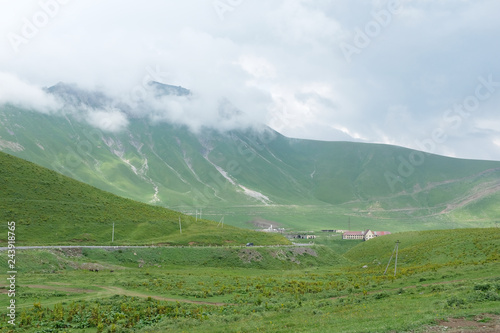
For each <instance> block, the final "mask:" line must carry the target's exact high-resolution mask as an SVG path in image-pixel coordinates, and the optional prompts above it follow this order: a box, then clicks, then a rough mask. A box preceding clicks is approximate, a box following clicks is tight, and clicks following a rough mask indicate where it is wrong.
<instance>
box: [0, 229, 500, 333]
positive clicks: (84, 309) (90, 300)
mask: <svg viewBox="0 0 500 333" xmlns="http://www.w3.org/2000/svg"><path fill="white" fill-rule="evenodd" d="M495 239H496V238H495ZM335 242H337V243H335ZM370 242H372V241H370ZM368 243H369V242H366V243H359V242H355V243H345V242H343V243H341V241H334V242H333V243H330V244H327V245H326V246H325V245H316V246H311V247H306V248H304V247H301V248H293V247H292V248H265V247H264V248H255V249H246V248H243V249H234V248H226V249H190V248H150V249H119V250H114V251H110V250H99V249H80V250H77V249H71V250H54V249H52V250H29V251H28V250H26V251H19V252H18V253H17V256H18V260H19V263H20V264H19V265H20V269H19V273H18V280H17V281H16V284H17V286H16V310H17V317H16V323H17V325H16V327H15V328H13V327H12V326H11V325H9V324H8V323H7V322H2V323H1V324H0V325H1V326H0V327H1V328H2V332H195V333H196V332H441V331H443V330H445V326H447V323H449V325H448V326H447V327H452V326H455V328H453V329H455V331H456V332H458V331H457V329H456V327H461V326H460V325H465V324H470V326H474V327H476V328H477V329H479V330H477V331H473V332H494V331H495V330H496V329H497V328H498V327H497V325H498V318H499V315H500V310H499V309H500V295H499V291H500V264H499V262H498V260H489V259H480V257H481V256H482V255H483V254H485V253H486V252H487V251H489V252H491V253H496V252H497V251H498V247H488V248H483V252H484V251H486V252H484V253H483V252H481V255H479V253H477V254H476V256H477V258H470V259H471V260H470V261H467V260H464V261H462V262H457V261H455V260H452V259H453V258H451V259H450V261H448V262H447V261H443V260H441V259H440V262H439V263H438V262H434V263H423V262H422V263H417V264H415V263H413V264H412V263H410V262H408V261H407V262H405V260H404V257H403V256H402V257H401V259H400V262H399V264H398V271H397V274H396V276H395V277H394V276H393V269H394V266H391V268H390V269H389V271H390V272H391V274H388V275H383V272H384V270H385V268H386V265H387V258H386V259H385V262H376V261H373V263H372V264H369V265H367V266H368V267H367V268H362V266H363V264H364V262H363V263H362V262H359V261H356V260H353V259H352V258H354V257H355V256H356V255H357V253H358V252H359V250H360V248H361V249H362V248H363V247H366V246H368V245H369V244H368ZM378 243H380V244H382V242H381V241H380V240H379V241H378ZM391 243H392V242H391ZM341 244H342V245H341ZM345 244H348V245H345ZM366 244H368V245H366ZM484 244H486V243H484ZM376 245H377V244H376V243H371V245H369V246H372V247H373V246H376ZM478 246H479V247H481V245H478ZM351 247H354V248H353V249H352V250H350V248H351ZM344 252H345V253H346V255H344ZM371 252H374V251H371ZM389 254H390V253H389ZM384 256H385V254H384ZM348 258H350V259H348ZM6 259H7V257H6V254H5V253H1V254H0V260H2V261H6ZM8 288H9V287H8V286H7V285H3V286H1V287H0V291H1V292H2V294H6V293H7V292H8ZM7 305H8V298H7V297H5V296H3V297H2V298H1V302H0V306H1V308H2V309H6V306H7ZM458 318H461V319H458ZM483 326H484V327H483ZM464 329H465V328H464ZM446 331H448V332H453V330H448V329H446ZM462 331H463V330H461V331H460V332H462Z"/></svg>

...

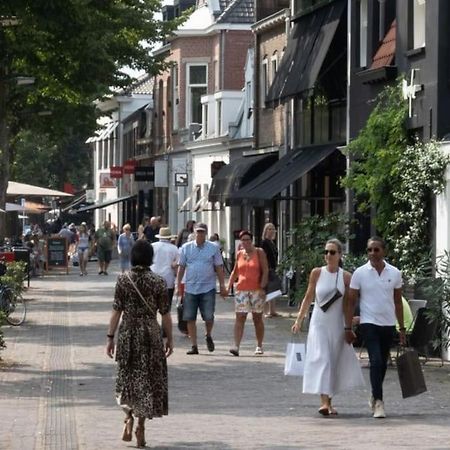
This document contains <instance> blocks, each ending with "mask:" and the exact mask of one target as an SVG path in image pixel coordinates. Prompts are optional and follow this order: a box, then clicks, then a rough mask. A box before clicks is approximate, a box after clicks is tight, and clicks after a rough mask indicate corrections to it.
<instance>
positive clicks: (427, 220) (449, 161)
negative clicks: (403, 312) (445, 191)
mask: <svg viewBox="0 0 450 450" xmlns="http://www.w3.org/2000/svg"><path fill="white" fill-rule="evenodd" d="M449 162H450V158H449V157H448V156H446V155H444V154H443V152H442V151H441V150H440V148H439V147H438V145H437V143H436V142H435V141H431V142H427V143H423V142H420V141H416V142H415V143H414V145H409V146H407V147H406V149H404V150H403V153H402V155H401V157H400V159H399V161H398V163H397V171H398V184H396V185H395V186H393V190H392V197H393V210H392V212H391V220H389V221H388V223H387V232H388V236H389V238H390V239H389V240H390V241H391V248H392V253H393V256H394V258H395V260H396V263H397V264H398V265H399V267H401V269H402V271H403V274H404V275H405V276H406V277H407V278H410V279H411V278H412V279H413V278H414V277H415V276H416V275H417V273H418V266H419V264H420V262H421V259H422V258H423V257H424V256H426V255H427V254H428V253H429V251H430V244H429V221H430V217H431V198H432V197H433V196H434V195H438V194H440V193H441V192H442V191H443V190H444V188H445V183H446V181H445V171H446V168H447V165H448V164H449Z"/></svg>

> [Work request]: Search the listing above for the lines with "For each <instance>" and "box: [0, 229, 500, 333]", then output those lines and all lines between them exactly.

> [Response]:
For each <instance> block, the final "mask:" line must carry the target's exact high-resolution mask as an SVG path in image-pixel coordinates, and the optional prompts above it follow this order: a box, then clicks, then a rough mask. A box preceding clicks is approximate, a box following clicks is tight, and clicks following a rough mask indicate where it is wrong.
<instance>
box: [0, 229, 500, 333]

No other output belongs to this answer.